◆ **Required work**
Copy the data word for word, beginning at the line that contains "written like (435,77)." and running through the last line of the data.

--- Start Rows ---

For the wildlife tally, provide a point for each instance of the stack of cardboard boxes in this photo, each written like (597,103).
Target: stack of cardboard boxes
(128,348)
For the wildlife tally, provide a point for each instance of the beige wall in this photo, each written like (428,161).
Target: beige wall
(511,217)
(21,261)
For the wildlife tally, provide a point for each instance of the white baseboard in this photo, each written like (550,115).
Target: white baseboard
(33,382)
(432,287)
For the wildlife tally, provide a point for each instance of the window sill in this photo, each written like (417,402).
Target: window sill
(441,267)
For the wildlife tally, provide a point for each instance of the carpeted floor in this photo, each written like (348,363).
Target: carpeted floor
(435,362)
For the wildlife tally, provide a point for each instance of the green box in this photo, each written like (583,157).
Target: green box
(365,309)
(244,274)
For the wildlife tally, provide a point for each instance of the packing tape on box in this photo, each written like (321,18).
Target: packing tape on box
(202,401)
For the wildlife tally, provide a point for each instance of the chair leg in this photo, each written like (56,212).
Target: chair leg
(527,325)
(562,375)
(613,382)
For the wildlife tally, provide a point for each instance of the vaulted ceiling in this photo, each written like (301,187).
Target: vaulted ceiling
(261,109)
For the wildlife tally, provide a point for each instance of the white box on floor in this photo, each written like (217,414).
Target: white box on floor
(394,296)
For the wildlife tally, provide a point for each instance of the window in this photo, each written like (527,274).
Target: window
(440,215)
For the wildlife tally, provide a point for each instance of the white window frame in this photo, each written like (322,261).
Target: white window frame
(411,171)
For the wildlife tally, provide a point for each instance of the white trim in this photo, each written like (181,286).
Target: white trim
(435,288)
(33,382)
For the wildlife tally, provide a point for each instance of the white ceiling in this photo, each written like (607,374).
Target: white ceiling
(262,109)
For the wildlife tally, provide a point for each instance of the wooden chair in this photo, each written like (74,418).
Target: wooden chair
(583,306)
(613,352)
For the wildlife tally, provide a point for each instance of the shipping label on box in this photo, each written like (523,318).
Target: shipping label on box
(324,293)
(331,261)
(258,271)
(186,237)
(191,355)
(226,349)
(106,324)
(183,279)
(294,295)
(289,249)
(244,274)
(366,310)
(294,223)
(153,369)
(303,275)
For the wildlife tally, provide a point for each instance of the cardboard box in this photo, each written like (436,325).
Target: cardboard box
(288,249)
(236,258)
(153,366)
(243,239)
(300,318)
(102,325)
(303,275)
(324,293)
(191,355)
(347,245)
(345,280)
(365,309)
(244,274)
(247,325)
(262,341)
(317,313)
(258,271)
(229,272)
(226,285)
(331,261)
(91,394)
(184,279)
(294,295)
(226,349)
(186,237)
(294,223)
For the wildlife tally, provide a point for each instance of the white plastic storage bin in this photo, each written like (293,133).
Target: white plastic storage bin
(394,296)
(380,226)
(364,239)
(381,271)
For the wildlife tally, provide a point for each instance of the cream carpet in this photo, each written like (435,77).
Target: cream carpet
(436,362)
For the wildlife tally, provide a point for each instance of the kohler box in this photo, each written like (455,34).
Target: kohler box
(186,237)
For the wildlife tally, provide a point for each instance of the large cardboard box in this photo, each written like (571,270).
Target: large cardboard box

--- End Rows ---

◆ **Task answer**
For the wildlife tally, provide a point for each instance of the cream carpet in this photo, each written like (435,77).
Target: cream carpet
(436,362)
For the wildlife tally, provide a point for each instance of the kohler box in this photo, each written like (455,34).
Target: kohler box
(186,237)
For the wildlife tally, provide a point for each instance of the large cardboard box in this photo, each written like (571,270).
Target: large cardboard box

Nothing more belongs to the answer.